__TEXTO__
====================

Fotorreflexão em aceleração

29 May 2023 Daniely Silva

Objetiva fotográfica em primeiro plano; máquina de escrever desfocada ao fundo

Às vezes, é preciso desacelerar e simplesmente tomar um ar. Vivemos numa compulsão pela produtividade que perpassa os vários campos das nossas vidas, até o momento em que a lógica produtiva sai de onde não deveria sair: do trabalho.

Com a Fotografia não poderia ser diferente. Nunca houve tantos fotógrafos como os há hoje. Indivíduos de todas as classes sociais levam consigo um telefone inteligente dotado de câmera e conectado à internete. Talvez o potencial transformador dessa realidade esteja mais na possibilidade de compartilhar fotos, que na portabilidade que permite fazê-las a qualquer momento. Mas tudo se trata de uma soma de fatores.

Mesmo com a popularização da fotografia ao longo do século XX, os filmes permaneciam caros, assim como o processo de revelação. Nem todo momento merecia ser fotografado, e, quando fosse, isso seria feito com todo o cuidado para não desperdiçar um clique, a fim de não se deparar com um borrão ao encontrar a esperada foto revelada. Por isso, mesmo quem não tinha o conhecimento técnico, tinha a cautela e uma mínima reflexão.

Num mundo pré redes sociais, essas fotografias permaneciam cuidadosamente guardadas num álbum de família, sendo revisitadas ao se receber uma visita ou nos momentos de nostalgia. Mesmo com a popularização da fotografia digital e a redução no custo por pose, os CDs de fotos herdaram o papel do álbum em nossas casas. Nos anos 1990 e 2000, já haviam redes sociais, mas trazer fotos de uma câmera digital compacta passava por um lento processo de descarregá-las ao computador e subí-las às redes numa conexão também lenta, em remotos tempos de uma internete discada.

Àquela altura, já associávamos a lentidão a algo ruim. Pode-se admitir, sem hipocrisias, que o incremento da velocidade e reprodutibilidade de processos é uma melhoria que agiliza nossas vidas; alguém quer voltar aos pulsos da internete discada? Não, é claro. Mas é possível encontra na lentidão uma oportunidade para processos que somem qualidade, ao invés da mera quantidade.

====================

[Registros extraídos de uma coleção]
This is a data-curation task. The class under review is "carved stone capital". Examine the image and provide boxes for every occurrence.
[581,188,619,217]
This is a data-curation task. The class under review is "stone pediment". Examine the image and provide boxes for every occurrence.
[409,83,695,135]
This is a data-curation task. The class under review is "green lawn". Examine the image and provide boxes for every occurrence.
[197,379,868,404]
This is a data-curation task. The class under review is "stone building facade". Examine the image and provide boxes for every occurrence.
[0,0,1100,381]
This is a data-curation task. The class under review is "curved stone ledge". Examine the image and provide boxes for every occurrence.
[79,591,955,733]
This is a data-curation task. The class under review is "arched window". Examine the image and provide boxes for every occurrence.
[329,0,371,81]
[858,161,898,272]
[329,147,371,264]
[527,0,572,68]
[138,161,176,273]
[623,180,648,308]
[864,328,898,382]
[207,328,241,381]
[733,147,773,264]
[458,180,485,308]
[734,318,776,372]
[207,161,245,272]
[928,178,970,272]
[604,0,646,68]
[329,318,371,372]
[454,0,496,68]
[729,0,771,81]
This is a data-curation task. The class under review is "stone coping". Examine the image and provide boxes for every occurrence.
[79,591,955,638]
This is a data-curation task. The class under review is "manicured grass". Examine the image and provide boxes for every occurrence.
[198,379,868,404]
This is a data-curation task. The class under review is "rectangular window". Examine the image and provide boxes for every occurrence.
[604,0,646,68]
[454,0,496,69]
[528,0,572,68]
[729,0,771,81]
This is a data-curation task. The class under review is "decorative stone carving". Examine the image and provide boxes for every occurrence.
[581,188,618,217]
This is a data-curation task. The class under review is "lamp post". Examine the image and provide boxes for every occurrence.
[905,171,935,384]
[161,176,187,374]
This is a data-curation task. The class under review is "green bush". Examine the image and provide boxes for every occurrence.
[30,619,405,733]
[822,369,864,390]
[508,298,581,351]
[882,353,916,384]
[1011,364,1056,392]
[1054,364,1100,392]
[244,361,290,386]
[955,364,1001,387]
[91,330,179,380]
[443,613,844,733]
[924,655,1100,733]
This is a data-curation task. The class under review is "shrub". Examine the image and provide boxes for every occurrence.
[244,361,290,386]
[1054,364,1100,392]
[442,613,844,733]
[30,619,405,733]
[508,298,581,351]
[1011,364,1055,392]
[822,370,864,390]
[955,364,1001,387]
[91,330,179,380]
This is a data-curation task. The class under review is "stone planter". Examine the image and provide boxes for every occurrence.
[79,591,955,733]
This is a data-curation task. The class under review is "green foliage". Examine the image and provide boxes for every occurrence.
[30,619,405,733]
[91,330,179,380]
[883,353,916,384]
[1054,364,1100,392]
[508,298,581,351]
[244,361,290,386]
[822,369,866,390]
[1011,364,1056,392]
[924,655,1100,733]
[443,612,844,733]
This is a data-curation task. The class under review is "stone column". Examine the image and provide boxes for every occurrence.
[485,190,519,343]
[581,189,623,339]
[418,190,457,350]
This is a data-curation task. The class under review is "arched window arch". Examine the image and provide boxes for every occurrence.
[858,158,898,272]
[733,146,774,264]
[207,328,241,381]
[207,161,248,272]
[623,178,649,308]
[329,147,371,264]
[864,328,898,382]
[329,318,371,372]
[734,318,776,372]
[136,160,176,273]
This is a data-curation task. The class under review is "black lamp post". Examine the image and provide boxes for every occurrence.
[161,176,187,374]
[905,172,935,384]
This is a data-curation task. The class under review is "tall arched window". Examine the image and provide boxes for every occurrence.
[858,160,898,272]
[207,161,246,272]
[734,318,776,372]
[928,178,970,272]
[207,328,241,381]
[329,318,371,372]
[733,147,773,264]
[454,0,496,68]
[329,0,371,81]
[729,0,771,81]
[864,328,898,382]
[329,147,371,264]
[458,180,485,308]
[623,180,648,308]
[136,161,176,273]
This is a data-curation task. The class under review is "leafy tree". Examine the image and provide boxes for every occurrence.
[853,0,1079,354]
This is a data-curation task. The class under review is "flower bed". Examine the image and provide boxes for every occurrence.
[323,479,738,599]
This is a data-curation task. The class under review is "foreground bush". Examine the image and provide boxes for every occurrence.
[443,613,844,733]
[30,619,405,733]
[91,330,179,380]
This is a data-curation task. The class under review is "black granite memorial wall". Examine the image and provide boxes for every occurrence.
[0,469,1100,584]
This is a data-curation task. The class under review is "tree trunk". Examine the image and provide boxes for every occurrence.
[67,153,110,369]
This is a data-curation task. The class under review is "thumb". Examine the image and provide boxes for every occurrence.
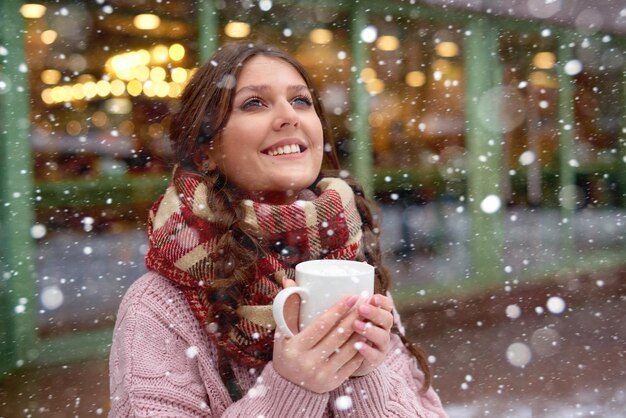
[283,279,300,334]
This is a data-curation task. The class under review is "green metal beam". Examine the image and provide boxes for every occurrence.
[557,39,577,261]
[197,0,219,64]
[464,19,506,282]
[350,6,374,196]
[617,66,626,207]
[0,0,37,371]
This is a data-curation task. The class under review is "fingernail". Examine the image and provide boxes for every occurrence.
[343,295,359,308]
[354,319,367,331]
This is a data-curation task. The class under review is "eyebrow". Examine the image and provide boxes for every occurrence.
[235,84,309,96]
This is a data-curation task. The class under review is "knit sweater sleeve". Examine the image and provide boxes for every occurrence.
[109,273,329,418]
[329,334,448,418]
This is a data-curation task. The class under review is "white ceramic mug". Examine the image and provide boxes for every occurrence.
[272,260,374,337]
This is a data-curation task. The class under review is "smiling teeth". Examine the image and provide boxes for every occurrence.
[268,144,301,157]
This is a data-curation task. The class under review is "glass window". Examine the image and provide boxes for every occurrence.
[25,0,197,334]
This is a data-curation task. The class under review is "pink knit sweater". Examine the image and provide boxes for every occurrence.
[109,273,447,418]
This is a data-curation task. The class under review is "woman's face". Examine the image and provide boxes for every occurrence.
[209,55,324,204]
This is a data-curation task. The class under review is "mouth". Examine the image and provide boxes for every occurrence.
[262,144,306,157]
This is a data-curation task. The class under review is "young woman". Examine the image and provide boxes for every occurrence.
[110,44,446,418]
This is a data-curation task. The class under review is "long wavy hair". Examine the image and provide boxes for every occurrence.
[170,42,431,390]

====================

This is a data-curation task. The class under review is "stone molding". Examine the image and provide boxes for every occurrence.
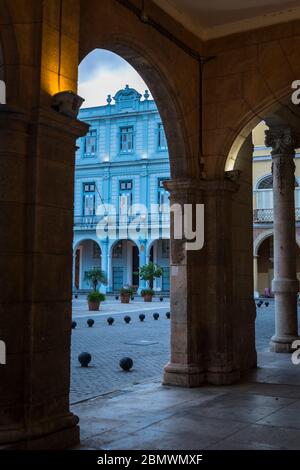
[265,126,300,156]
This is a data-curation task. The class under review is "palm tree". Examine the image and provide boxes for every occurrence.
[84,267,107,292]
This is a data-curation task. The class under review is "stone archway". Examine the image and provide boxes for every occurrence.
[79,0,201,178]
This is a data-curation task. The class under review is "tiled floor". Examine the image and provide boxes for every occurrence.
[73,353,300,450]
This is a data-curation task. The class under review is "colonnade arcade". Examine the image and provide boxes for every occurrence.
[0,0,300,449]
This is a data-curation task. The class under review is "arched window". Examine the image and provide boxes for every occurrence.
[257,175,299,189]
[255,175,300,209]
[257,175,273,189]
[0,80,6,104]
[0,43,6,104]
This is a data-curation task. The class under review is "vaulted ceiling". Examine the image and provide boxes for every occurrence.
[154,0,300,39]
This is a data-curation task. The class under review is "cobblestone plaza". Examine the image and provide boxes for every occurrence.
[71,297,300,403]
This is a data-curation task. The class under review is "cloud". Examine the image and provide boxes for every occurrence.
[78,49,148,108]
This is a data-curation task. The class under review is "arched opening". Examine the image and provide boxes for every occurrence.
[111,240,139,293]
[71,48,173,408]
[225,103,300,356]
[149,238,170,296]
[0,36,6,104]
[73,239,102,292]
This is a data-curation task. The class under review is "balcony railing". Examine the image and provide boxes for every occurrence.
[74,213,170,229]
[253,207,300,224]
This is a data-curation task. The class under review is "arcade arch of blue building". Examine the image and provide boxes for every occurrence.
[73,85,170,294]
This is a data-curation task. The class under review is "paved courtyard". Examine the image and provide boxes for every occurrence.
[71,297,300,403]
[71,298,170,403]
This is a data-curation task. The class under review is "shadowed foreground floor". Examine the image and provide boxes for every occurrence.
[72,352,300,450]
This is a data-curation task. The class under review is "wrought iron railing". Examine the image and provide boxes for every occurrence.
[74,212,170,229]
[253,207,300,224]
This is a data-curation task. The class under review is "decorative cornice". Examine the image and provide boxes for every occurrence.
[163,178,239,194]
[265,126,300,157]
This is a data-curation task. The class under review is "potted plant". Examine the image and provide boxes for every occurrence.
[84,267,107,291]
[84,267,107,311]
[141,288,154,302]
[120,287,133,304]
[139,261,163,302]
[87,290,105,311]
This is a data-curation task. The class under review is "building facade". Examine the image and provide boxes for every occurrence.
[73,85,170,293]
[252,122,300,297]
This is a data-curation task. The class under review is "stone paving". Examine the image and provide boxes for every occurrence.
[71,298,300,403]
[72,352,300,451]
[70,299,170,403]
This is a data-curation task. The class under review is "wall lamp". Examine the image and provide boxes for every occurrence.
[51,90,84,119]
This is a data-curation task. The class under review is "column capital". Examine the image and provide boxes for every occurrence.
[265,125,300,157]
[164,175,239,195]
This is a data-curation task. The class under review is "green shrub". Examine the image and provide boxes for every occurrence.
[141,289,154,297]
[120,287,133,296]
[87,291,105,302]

====================

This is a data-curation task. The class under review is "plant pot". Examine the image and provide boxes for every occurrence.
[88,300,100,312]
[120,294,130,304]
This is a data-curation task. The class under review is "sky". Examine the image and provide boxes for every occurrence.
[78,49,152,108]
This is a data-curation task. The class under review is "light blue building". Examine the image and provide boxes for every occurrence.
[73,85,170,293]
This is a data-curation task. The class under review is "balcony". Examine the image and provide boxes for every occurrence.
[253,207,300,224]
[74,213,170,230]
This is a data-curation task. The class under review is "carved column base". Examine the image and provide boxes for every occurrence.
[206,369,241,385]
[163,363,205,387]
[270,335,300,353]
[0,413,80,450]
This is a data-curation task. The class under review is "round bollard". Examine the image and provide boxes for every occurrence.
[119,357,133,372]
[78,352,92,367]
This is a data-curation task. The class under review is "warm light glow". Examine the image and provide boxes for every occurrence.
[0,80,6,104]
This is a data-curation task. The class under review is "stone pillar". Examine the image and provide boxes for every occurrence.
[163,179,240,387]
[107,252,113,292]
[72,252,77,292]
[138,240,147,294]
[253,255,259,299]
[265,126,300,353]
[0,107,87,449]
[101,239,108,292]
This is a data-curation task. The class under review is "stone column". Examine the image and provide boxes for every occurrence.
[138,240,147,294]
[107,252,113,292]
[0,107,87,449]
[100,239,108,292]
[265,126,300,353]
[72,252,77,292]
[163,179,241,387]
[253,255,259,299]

====================

__PEDIDO ESCRITO 1__
No texto sobre fotografia, o que herdou o papel do álbum em nossas casas com a popularização da fotografia digital?
__PEDIDO ESCRITO 2__
Quais linhas dos registros contêm a palavra "black"? Identifique-as e copie cada uma delas.

__RESPOSTA COMPLETA 1__
Os CDs de fotos.

__RESPOSTA COMPLETA 2__
This is a data-curation task. The class under review is "black lamp post". Examine the image and provide boxes for every occurrence.
This is a data-curation task. The class under review is "black granite memorial wall". Examine the image and provide boxes for every occurrence.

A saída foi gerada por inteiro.